[DOCUMENTO FUENTE]
LOS APÓSTOLES Pablo y Pedro trabajaron por muchos años muy separados el uno del otro, puesto que la obra de Pablo consistía en llevar el Evangelio a los gentiles, mientras Pedro trabajaba especialmente para los judíos. Pero en la providencia de Dios ambos debían dar testimonio de Cristo en la metrópoli del mundo, y debían derramar su sangre sobre el mismo suelo como señal de una vasta cosecha de santos y mártires.
En torno de la época del segundo arresto de Pablo, Pedro también fue detenido y enviado a prisión. Se había hecho especialmente odioso para las autoridades por su celo y su éxito al exponer los engaños y al derrotar las maquinaciones de Simón el mago, que lo había seguido a Roma para oponérsele y obstaculizar la obra del Evangelio. Nerón creía en la magia y había patrocinado a Simón. Estaba por lo tanto sumamente enojado con el apóstol, y por eso dio la orden de que se lo detuviera.
La mala voluntad del emperador hacia Pablo subió de punto por el hecho de que algunos miembros de la familia imperial, como asimismo otras personas distinguidas, se habían convertido al cristianismo durante su primera prisión. Por eso contribuyó a que su segundo encarcelamiento fuera mucho más severo que el primero, le dio muy poca oportunidad de predicar el Evangelio y decidió terminar 331 con esa vida tan pronto como pudiera encontrar un pretexto plausible para hacerlo. La mente de Nerón fue tan impresionada por la fuerza de las palabras del apóstol en su último juicio que postergó la decisión acerca del caso sin dejarlo en libertad ni condenarlo. Pero la sentencia sólo fue diferida. No pasó mucho tiempo hasta que se dio a conocer la decisión que destinaba a Pablo a ocupar la tumba de un mártir. Puesto que era ciudadano romano, no podía ser sujeto a tortura, y por lo tanto se lo sentenció a ser decapitado.

[FRAGMENTO DEL LISTADO]
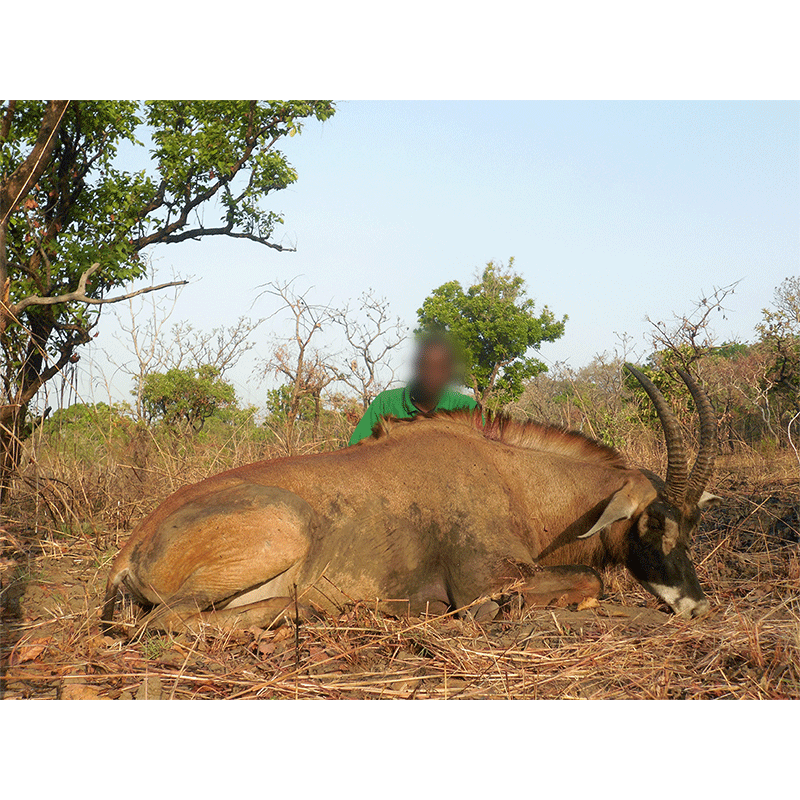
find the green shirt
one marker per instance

[LAS TAREAS]
A: Copia del texto sobre los apóstoles Pablo y Pedro el tramo que va desde "En torno de" hasta "se lo detuviera.".
B: Según el texto sobre los apóstoles Pablo y Pedro, ¿por qué Pablo no podía ser sometido a tortura?
C: Escribe la parte que sigue del texto sobre los apóstoles Pablo y Pedro a partir de su última oración.
Para resolver las tareas no hace falta el listado.

[RESULTADOS POR TAREA]
A:
En torno de la época del segundo arresto de Pablo, Pedro también fue detenido y enviado a prisión. Se había hecho especialmente odioso para las autoridades por su celo y su éxito al exponer los engaños y al derrotar las maquinaciones de Simón el mago, que lo había seguido a Roma para oponérsele y obstaculizar la obra del Evangelio. Nerón creía en la magia y había patrocinado a Simón. Estaba por lo tanto sumamente enojado con el apóstol, y por eso dio la orden de que se lo detuviera.

B: Porque era ciudadano romano.

C:
Pedro, judío y extranjero, fue condenado a ser azotado y crucificado. Mientras esperaba su temible muerte, el apóstol recordó su gran pecado al negar a Jesús en la hora de su prueba, y su único pensamiento era que no era digno del inmenso honor de morir tal como murió su Maestro. Se había arrepentido sinceramente de su pecado, y Cristo se lo había perdonado, lo que queda de manifiesto por la importante comisión que le dio de alimentar a las ovejas y los corderos del rebaño. Pero él mismo nunca se pudo perdonar. Ni siquiera el pensamiento de las agonías de la última terrible escena podían aminorar la amargura de su pesar y su arrepentimiento. Como un último favor solicitó a sus verdugos que lo clavaran en la cruz cabeza abajo. Se le concedió lo que pedía y así murió el gran apóstol Pedro.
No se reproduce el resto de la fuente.